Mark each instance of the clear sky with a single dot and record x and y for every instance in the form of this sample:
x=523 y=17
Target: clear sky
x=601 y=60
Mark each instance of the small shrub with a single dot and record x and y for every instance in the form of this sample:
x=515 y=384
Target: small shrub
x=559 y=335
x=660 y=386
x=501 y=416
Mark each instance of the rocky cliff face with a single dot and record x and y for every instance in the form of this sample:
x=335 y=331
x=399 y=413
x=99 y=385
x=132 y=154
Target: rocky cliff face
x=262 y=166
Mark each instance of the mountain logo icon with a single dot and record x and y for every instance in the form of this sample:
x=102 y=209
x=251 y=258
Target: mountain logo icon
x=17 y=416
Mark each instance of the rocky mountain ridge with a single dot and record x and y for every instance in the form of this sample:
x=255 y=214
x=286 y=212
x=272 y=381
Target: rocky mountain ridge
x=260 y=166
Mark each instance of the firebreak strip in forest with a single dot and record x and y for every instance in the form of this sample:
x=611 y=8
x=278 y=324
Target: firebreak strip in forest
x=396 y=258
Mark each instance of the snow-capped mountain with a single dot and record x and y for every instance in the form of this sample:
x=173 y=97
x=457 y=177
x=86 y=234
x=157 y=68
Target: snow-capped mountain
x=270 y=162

● ● ● ●

> PROBLEM TO WORK ON
Find every line of the data that includes the string "single". Copy each of those lines.

> TASK RESPONSE
Mark each instance of the clear sky with a single dot and record x and y for every instance in the form of this sample:
Mark each instance of the small shrub with a single dot and record x and y for every instance in the form of this sample:
Mark each instance of the rocky cliff face with a single dot and record x and y for every instance in the form of this sample:
Mark each instance of the mountain logo icon with a single dot and record x and y for every instance in the form of this sample:
Mark each instance of the rocky mountain ridge with a single dot and record x and y for every instance in the form of this sample:
Mark each instance of the firebreak strip in forest with a single dot and record x and y for every instance in the form of this sample:
Mark each instance of the snow-capped mountain with a single dot and record x and y for every instance in the form of this sample:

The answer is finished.